**Data for the task**
★ ★ ★ ★

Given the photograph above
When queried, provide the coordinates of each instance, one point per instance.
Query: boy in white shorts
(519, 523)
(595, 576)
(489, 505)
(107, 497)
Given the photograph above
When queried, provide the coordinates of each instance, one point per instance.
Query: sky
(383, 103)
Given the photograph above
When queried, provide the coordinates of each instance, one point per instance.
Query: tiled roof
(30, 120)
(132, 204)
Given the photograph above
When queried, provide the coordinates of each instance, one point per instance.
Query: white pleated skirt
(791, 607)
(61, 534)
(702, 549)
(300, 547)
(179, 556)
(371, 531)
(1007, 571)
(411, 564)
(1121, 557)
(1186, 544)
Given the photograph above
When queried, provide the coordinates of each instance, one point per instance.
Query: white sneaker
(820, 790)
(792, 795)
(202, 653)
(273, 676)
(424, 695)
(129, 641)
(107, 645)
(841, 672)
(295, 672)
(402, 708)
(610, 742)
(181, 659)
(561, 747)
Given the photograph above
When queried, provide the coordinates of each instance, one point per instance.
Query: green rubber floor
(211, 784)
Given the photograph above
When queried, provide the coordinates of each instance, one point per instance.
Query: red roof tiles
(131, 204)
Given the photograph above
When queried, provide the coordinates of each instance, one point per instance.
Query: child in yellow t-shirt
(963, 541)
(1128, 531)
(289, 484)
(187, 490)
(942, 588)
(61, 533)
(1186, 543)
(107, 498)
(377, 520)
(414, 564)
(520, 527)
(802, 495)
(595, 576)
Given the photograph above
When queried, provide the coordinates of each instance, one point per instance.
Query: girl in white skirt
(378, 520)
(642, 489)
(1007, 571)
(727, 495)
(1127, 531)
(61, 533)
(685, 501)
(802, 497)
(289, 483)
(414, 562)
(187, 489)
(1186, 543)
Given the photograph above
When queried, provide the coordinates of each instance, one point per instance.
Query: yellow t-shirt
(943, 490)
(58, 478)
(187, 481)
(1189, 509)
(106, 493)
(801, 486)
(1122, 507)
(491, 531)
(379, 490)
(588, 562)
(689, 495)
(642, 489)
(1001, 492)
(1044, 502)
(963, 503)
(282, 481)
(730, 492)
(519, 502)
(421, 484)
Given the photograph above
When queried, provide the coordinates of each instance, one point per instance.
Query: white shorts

★ ★ ★ ★

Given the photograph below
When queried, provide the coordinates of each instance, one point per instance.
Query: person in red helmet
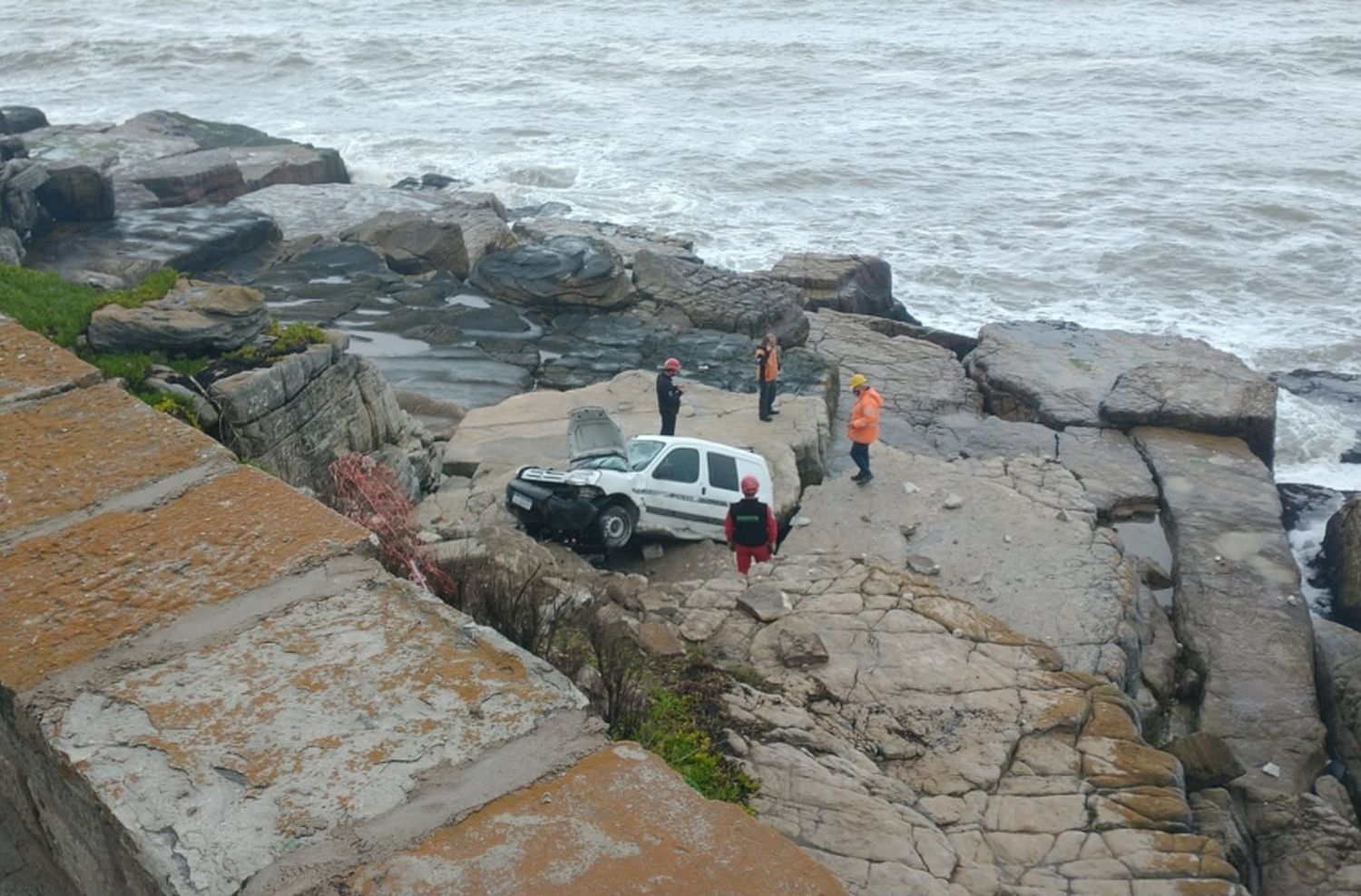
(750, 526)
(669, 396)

★ ★ ★ ★

**Work required**
Would you please write out, exactly and with no other lines, the stretch of the listing above from the line containing "Query: yellow t-shirt" through the line containing "Query: white shorts"?

**Exercise response**
Query: yellow t-shirt
(943, 490)
(58, 478)
(187, 481)
(1189, 509)
(106, 493)
(801, 486)
(1122, 507)
(491, 531)
(379, 490)
(588, 562)
(689, 495)
(642, 489)
(1001, 492)
(1044, 502)
(963, 503)
(282, 481)
(730, 492)
(519, 502)
(421, 484)
Given the photograph above
When queried, provide the coordinates of each instance, one point per instance.
Query: white shorts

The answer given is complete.